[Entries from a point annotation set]

start

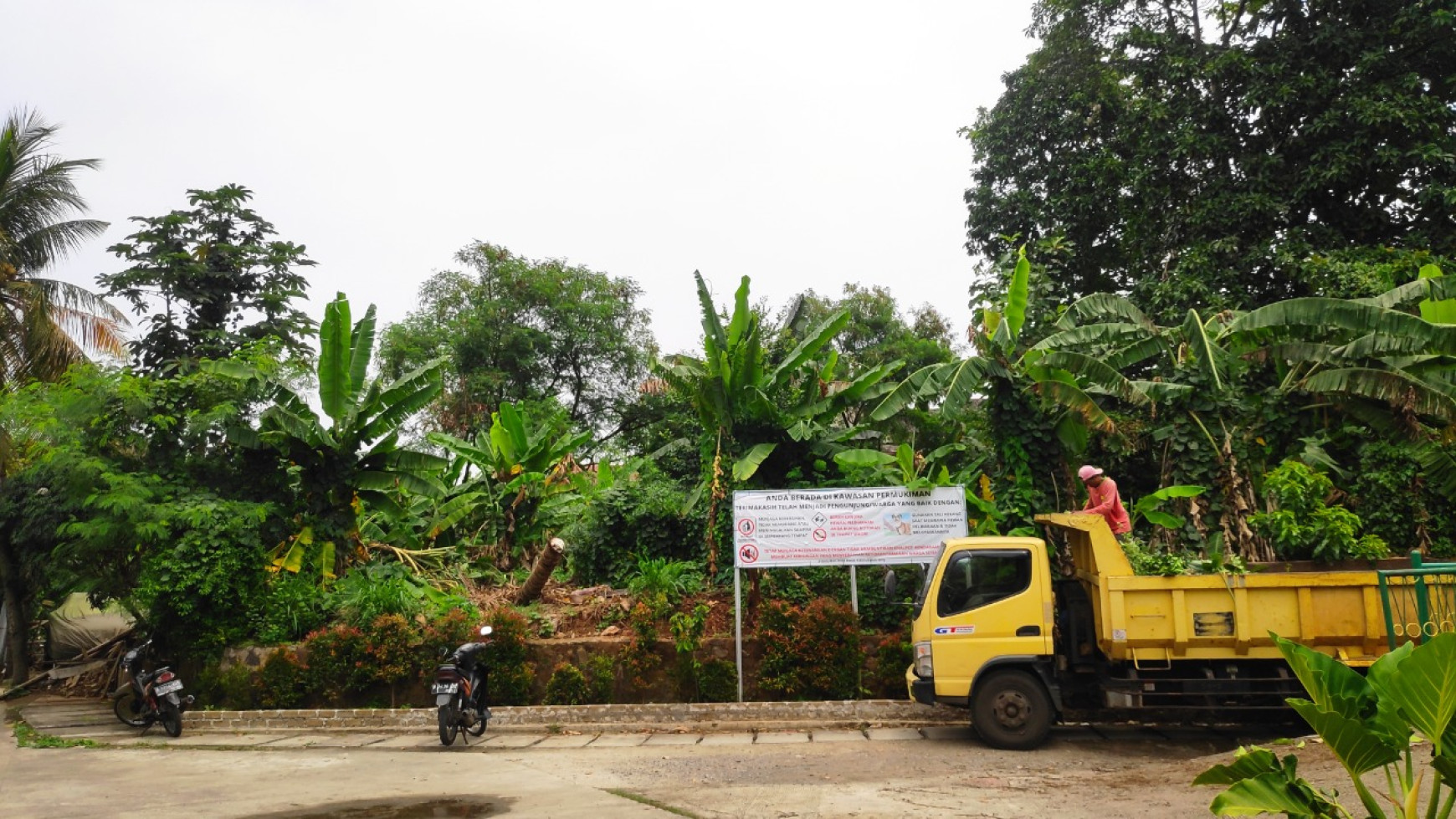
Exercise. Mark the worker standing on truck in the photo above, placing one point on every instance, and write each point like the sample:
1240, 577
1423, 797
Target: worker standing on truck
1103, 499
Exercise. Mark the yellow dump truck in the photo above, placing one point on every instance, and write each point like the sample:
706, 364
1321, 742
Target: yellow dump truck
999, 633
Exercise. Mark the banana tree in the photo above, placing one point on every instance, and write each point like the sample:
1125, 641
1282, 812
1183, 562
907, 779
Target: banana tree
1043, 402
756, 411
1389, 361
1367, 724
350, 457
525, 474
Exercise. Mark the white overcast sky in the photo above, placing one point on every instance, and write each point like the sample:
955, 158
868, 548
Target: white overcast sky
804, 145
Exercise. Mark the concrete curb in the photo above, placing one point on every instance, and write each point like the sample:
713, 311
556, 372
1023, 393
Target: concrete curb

end
start

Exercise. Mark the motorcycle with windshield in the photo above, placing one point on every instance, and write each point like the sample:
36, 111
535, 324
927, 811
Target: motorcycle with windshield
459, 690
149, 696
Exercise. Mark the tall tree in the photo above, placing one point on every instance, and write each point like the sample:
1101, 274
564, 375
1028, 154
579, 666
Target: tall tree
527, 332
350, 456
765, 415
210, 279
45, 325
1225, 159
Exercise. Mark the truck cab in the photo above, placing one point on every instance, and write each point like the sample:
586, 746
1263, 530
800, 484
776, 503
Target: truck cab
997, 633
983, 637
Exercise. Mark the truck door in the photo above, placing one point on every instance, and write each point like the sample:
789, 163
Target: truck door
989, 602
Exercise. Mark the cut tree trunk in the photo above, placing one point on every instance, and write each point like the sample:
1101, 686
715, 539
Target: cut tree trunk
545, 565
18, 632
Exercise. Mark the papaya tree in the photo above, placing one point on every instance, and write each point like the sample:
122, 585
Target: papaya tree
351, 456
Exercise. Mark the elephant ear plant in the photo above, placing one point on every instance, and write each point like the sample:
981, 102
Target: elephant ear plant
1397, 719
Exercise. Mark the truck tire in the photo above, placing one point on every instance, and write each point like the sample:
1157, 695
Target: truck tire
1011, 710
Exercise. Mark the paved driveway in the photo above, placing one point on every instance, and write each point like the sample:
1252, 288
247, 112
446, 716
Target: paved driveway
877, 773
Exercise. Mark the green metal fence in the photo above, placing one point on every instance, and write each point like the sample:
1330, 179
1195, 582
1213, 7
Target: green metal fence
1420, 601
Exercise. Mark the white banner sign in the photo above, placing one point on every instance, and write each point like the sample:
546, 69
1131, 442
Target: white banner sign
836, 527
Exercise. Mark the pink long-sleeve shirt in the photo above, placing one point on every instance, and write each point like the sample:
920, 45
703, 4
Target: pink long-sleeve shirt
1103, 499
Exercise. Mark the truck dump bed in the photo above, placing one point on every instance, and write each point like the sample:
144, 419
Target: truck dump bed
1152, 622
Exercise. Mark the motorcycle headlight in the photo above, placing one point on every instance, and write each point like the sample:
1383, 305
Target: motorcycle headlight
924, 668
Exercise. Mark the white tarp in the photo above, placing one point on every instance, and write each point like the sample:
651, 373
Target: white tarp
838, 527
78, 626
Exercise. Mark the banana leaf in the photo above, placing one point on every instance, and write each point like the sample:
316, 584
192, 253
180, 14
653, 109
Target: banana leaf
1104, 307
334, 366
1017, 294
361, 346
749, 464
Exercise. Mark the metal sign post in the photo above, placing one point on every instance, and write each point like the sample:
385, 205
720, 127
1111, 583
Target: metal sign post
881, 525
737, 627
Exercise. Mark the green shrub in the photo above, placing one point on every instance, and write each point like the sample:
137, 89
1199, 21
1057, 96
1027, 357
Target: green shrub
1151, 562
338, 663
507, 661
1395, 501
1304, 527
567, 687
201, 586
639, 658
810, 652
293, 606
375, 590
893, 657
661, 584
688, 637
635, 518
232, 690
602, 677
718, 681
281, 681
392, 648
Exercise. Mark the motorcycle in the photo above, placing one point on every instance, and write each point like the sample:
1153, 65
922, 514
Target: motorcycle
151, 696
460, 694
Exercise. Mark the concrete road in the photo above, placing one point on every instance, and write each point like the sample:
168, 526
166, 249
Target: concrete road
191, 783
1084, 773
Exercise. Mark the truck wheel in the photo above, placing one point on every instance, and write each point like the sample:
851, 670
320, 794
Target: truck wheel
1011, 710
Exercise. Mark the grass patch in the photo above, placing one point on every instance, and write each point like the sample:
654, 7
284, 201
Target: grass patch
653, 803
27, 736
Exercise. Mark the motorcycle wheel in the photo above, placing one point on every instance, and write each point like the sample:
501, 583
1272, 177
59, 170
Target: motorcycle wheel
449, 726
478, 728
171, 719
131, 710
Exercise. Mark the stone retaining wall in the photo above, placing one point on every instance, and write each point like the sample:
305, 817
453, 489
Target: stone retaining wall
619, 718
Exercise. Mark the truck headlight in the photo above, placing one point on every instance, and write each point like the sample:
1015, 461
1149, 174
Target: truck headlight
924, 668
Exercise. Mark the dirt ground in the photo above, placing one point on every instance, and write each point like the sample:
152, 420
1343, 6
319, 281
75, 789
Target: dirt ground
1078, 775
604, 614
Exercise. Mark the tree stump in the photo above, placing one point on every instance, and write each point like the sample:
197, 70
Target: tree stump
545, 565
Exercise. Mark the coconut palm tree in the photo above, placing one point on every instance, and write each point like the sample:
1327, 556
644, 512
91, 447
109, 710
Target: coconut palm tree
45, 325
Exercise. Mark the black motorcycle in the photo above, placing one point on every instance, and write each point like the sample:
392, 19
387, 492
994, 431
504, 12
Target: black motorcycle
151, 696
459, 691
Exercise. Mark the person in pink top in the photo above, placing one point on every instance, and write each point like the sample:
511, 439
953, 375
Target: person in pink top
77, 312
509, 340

end

■ What is asked
Transcribe the lines above verbatim, from the line containing "Exercise. Mark the worker" up to and including the line containing "Target: concrete curb".

■ Correct result
Exercise. Mark the worker standing on truck in the photo above, placing one point on every instance, and write each point like the sample:
1240, 577
1423, 797
Target: worker standing on truck
1103, 499
Exercise. Mark the yellow dump truck in the photo above, placing one point on every instance, and write each point like the sample:
706, 364
1321, 742
Target: yellow dump truck
999, 633
Exercise. Mark the banana tree in the photo above, placing one point on every instance, and write each point like the sample:
1125, 641
1282, 812
1183, 562
907, 779
Target: banana tree
1043, 402
756, 411
1389, 361
1367, 724
350, 457
525, 474
Exercise. Mark the white overcast sky in the photo above, placing one point on every instance, and write each point like the sample:
955, 158
868, 548
Target: white overcast sky
804, 145
Exercise. Mark the concrete curb in the photo above, placing one point on every instance, and write each point like the sample:
713, 311
556, 372
1023, 393
Target: concrete curb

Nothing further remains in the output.